[Coordinate labeling data]
------------------------------------------------------------------------
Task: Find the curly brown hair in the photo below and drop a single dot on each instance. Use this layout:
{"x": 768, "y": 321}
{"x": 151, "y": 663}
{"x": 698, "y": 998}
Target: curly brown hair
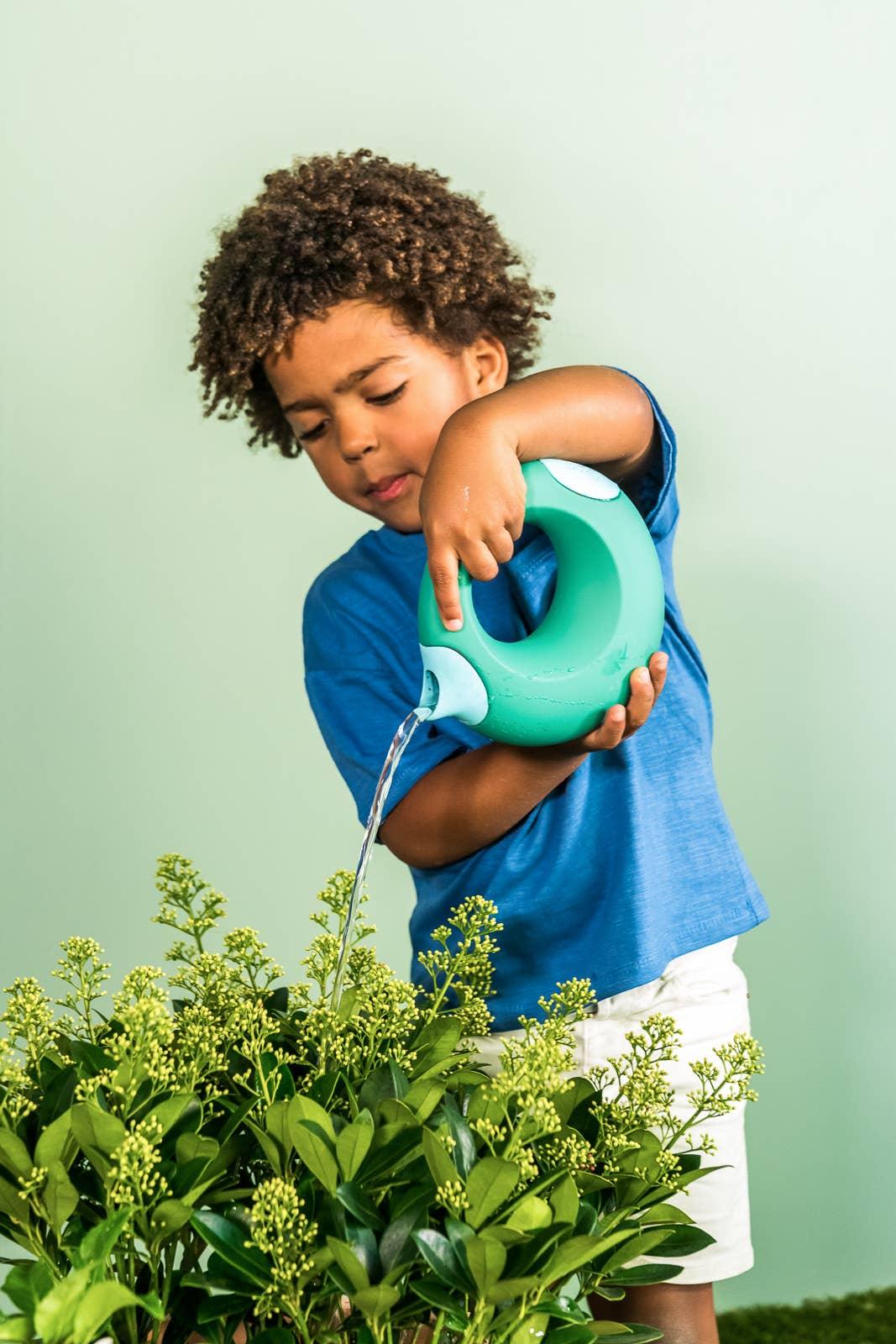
{"x": 348, "y": 226}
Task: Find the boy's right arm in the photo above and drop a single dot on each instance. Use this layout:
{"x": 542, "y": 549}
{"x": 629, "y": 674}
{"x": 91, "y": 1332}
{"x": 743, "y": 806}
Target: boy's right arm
{"x": 474, "y": 799}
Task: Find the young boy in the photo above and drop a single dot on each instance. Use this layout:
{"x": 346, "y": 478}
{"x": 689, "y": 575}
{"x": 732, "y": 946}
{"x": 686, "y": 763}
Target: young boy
{"x": 363, "y": 313}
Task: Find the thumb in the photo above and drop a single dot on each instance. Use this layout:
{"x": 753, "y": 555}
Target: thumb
{"x": 443, "y": 568}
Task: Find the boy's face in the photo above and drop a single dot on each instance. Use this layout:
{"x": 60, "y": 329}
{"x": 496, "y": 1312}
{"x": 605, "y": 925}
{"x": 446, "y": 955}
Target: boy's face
{"x": 385, "y": 423}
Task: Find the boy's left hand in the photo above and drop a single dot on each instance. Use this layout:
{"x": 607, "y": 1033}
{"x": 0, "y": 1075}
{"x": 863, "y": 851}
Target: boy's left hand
{"x": 472, "y": 504}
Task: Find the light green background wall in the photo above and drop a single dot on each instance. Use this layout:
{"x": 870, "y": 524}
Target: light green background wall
{"x": 708, "y": 192}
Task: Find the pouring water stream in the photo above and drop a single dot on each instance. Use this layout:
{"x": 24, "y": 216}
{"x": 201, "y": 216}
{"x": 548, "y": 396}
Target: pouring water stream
{"x": 396, "y": 752}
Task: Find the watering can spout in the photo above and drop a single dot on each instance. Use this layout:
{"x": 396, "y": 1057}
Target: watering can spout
{"x": 452, "y": 685}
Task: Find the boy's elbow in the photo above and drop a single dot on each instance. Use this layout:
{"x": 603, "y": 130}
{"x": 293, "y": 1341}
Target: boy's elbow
{"x": 402, "y": 837}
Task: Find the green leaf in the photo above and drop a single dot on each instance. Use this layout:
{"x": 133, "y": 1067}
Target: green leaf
{"x": 439, "y": 1256}
{"x": 684, "y": 1241}
{"x": 302, "y": 1108}
{"x": 16, "y": 1330}
{"x": 315, "y": 1151}
{"x": 224, "y": 1304}
{"x": 375, "y": 1301}
{"x": 96, "y": 1128}
{"x": 60, "y": 1195}
{"x": 174, "y": 1108}
{"x": 574, "y": 1334}
{"x": 634, "y": 1274}
{"x": 394, "y": 1112}
{"x": 13, "y": 1155}
{"x": 490, "y": 1182}
{"x": 571, "y": 1254}
{"x": 228, "y": 1240}
{"x": 510, "y": 1288}
{"x": 97, "y": 1245}
{"x": 434, "y": 1292}
{"x": 567, "y": 1101}
{"x": 152, "y": 1303}
{"x": 396, "y": 1242}
{"x": 277, "y": 1124}
{"x": 485, "y": 1261}
{"x": 352, "y": 1198}
{"x": 613, "y": 1332}
{"x": 425, "y": 1097}
{"x": 352, "y": 1147}
{"x": 642, "y": 1245}
{"x": 190, "y": 1147}
{"x": 168, "y": 1216}
{"x": 434, "y": 1043}
{"x": 564, "y": 1200}
{"x": 13, "y": 1207}
{"x": 531, "y": 1330}
{"x": 531, "y": 1214}
{"x": 96, "y": 1307}
{"x": 26, "y": 1284}
{"x": 665, "y": 1214}
{"x": 56, "y": 1142}
{"x": 54, "y": 1315}
{"x": 268, "y": 1144}
{"x": 349, "y": 1263}
{"x": 389, "y": 1160}
{"x": 464, "y": 1153}
{"x": 437, "y": 1159}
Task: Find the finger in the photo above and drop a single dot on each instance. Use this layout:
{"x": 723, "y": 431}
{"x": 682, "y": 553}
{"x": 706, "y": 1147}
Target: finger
{"x": 658, "y": 664}
{"x": 479, "y": 561}
{"x": 610, "y": 732}
{"x": 443, "y": 566}
{"x": 640, "y": 701}
{"x": 500, "y": 542}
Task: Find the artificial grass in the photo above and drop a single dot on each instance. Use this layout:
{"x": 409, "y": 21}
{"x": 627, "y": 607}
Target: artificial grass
{"x": 857, "y": 1319}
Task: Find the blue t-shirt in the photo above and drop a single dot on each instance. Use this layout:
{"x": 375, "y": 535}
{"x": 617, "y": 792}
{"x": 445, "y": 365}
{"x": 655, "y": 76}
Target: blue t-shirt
{"x": 629, "y": 862}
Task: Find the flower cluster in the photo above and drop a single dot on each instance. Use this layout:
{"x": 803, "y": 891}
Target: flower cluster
{"x": 453, "y": 1196}
{"x": 281, "y": 1230}
{"x": 81, "y": 968}
{"x": 463, "y": 967}
{"x": 134, "y": 1178}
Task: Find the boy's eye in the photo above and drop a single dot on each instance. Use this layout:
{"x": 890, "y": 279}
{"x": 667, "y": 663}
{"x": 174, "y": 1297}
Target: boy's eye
{"x": 378, "y": 401}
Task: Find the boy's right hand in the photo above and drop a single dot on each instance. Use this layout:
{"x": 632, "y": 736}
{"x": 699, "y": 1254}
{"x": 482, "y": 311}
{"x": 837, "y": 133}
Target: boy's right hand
{"x": 620, "y": 721}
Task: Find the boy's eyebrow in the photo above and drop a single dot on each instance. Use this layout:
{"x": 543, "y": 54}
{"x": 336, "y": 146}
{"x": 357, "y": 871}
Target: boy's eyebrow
{"x": 304, "y": 405}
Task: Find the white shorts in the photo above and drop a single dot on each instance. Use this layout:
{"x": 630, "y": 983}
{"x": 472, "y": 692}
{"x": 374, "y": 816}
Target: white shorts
{"x": 705, "y": 992}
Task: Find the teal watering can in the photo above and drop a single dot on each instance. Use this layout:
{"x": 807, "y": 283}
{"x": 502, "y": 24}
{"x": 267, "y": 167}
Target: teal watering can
{"x": 606, "y": 620}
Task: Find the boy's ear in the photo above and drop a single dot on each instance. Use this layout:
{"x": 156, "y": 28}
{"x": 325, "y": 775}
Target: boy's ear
{"x": 488, "y": 363}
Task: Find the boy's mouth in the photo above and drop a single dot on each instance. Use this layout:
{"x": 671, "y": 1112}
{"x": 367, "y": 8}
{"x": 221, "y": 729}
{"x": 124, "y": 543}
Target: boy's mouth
{"x": 390, "y": 488}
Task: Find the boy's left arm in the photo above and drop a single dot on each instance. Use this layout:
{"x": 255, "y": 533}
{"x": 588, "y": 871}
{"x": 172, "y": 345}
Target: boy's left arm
{"x": 473, "y": 496}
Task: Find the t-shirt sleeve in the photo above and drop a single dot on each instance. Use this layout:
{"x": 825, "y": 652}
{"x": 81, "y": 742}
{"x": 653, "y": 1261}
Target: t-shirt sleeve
{"x": 360, "y": 696}
{"x": 656, "y": 494}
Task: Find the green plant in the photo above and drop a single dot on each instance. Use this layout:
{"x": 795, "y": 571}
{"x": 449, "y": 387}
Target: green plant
{"x": 250, "y": 1153}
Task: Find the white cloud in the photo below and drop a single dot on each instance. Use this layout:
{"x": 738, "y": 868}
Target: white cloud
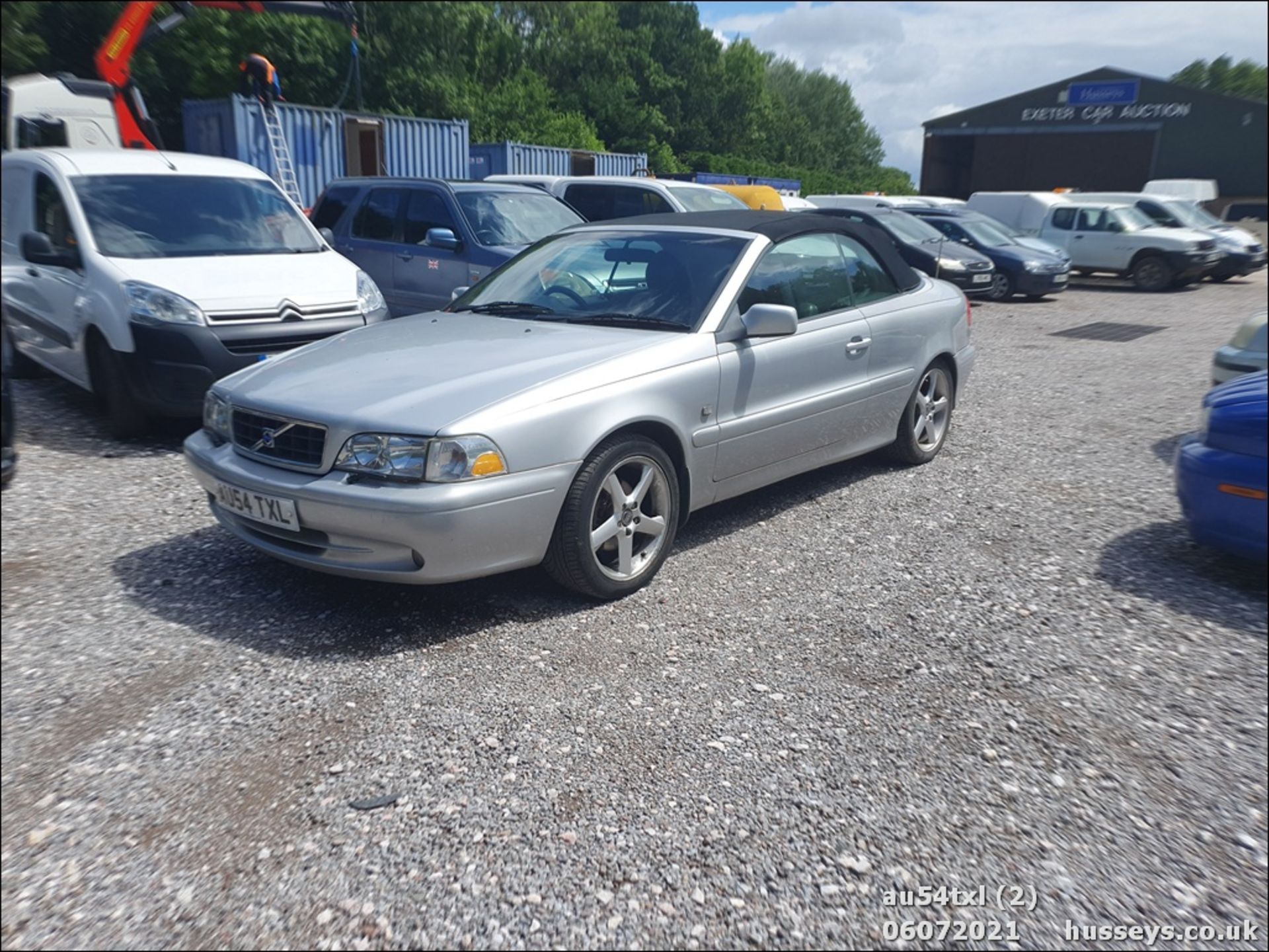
{"x": 914, "y": 61}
------------------------------------------------------------------------
Goal
Reproduce all of the material above word for word. Omit the pictures.

Response
Task: Find the curly brown hair in the photo below and drop a single dot on each instance. Use this layout:
{"x": 768, "y": 321}
{"x": 151, "y": 663}
{"x": 698, "y": 998}
Target: curly brown hair
{"x": 348, "y": 226}
Task: Find the boy's right arm in the photo above and drop a single dot on each instance. Use this layout:
{"x": 542, "y": 549}
{"x": 629, "y": 674}
{"x": 91, "y": 1332}
{"x": 743, "y": 806}
Target: boy's right arm
{"x": 474, "y": 799}
Task: Find the young boy in the photo above and drop a single dot on each instance. Use this layout:
{"x": 346, "y": 478}
{"x": 689, "y": 575}
{"x": 732, "y": 946}
{"x": 686, "y": 763}
Target: young boy
{"x": 363, "y": 313}
Task: Find the thumb in the photo above and drop a single dot on each instance. Use this layout:
{"x": 753, "y": 555}
Target: thumb
{"x": 443, "y": 568}
Task: Find the boy's face in the photo above and drop a single dot on each instance. Use this layout:
{"x": 60, "y": 329}
{"x": 496, "y": 1312}
{"x": 605, "y": 925}
{"x": 446, "y": 955}
Target: boy's face
{"x": 385, "y": 423}
Task: Find the boy's left hand in the photo above and drop a single dot on each instance. Use this layout:
{"x": 607, "y": 1033}
{"x": 0, "y": 1075}
{"x": 863, "y": 851}
Target: boy's left hand
{"x": 472, "y": 504}
Task: Find the light green background wall in the photo above and drop a single dot on each instance. Use this layout:
{"x": 870, "y": 524}
Target: light green background wall
{"x": 708, "y": 192}
Task: Find the pouring water stream in the photo above and drop a single dot on each instance. Use this layout:
{"x": 24, "y": 216}
{"x": 201, "y": 216}
{"x": 548, "y": 396}
Target: pouring water stream
{"x": 396, "y": 752}
Task: Find the watering can spout in the photo above and drop a single dot on each instance. Use this layout:
{"x": 396, "y": 1057}
Target: watering can spout
{"x": 452, "y": 685}
Task: Find the boy's elbow in the photo above and drop a single dot on each instance. Use this layout:
{"x": 603, "y": 130}
{"x": 293, "y": 1341}
Target: boy's elbow
{"x": 402, "y": 837}
Task: Find the green leaf in the photo above and drop a single dot on each instance. Use this layout:
{"x": 133, "y": 1067}
Target: green leaf
{"x": 439, "y": 1256}
{"x": 684, "y": 1241}
{"x": 302, "y": 1108}
{"x": 16, "y": 1330}
{"x": 315, "y": 1151}
{"x": 224, "y": 1304}
{"x": 375, "y": 1301}
{"x": 96, "y": 1128}
{"x": 60, "y": 1195}
{"x": 174, "y": 1108}
{"x": 574, "y": 1334}
{"x": 634, "y": 1274}
{"x": 394, "y": 1112}
{"x": 13, "y": 1155}
{"x": 490, "y": 1182}
{"x": 571, "y": 1254}
{"x": 228, "y": 1240}
{"x": 510, "y": 1288}
{"x": 97, "y": 1245}
{"x": 434, "y": 1292}
{"x": 567, "y": 1101}
{"x": 152, "y": 1303}
{"x": 396, "y": 1242}
{"x": 277, "y": 1124}
{"x": 485, "y": 1261}
{"x": 352, "y": 1198}
{"x": 613, "y": 1332}
{"x": 425, "y": 1097}
{"x": 352, "y": 1147}
{"x": 642, "y": 1245}
{"x": 190, "y": 1147}
{"x": 168, "y": 1216}
{"x": 434, "y": 1043}
{"x": 564, "y": 1200}
{"x": 13, "y": 1207}
{"x": 531, "y": 1330}
{"x": 531, "y": 1214}
{"x": 96, "y": 1307}
{"x": 26, "y": 1284}
{"x": 665, "y": 1214}
{"x": 56, "y": 1142}
{"x": 54, "y": 1315}
{"x": 268, "y": 1144}
{"x": 349, "y": 1263}
{"x": 389, "y": 1160}
{"x": 464, "y": 1153}
{"x": 437, "y": 1159}
Task: Find the finger in the photo above and drop a single dot on each instance. Use this layout:
{"x": 723, "y": 431}
{"x": 682, "y": 553}
{"x": 706, "y": 1147}
Target: finger
{"x": 658, "y": 664}
{"x": 479, "y": 561}
{"x": 610, "y": 732}
{"x": 443, "y": 566}
{"x": 640, "y": 701}
{"x": 500, "y": 542}
Task: Find the artificial grass in the photo above and drop a single dot on each instance. Use this layout:
{"x": 409, "y": 21}
{"x": 627, "y": 607}
Target: artificial grass
{"x": 857, "y": 1319}
Task: Find the blue t-shirt in the photo above and drop a single dot on each instance. Use this layout:
{"x": 375, "y": 535}
{"x": 617, "y": 792}
{"x": 445, "y": 365}
{"x": 655, "y": 76}
Target: blue t-shirt
{"x": 629, "y": 862}
Task: Find the flower cluster in the photo above and drop a single dot on each instance. Use this layout:
{"x": 803, "y": 891}
Target: flower cluster
{"x": 453, "y": 1196}
{"x": 281, "y": 1230}
{"x": 81, "y": 968}
{"x": 463, "y": 967}
{"x": 134, "y": 1178}
Task: Find the boy's eye in the photo above and drop a single dot on each instance. Use this layout:
{"x": 890, "y": 279}
{"x": 667, "y": 663}
{"x": 174, "y": 1297}
Target: boy's eye
{"x": 378, "y": 401}
Task: Find the boy's right hand in the photo above and drop a single dot on each instance. Use this layout:
{"x": 632, "y": 736}
{"x": 699, "y": 1254}
{"x": 482, "y": 311}
{"x": 837, "y": 133}
Target: boy's right hand
{"x": 620, "y": 721}
Task: Find the boy's eyebrow in the photo above and drop a single dot on each instance. Use this layout:
{"x": 543, "y": 54}
{"x": 336, "y": 146}
{"x": 357, "y": 871}
Target: boy's eyebrow
{"x": 304, "y": 405}
Task: Find the white shorts in the photo above and drop a single dot on each instance. Use this layout:
{"x": 630, "y": 983}
{"x": 472, "y": 692}
{"x": 374, "y": 816}
Target: white shorts
{"x": 705, "y": 992}
Task: Find the teal watering can in the photo above and drop a single dot on each instance. Use this layout:
{"x": 807, "y": 283}
{"x": 502, "y": 24}
{"x": 267, "y": 167}
Target: teal watering can
{"x": 606, "y": 620}
Task: Find the boy's ear in the photo above and drop a single dot on each instance. Use this layout:
{"x": 156, "y": 28}
{"x": 325, "y": 775}
Target: boy's ear
{"x": 488, "y": 363}
Task: Find the boy's mouth in the photo above and drop a single dot on each instance. Use this layout:
{"x": 671, "y": 1112}
{"x": 367, "y": 8}
{"x": 221, "y": 729}
{"x": 124, "y": 543}
Target: boy's mouth
{"x": 390, "y": 488}
Task: Find the boy's left arm in the photo above and drop a single dot on each instance. Use this layout:
{"x": 255, "y": 533}
{"x": 588, "y": 871}
{"x": 172, "y": 345}
Target: boy's left arm
{"x": 473, "y": 496}
Task: Find the t-shirt sleeve in the photo above and drop a single dot on each instance. Use this layout:
{"x": 825, "y": 652}
{"x": 81, "y": 742}
{"x": 653, "y": 1261}
Target: t-shirt sleeve
{"x": 360, "y": 696}
{"x": 656, "y": 494}
Task: Find the green plant in the photo above and drop a single dot on each instance. Use this layout:
{"x": 795, "y": 571}
{"x": 449, "y": 387}
Target: green plant
{"x": 250, "y": 1153}
Task: Find the white cloud in the photo below and drop a single dot on each instance. Use this layout:
{"x": 738, "y": 868}
Target: white cloud
{"x": 914, "y": 61}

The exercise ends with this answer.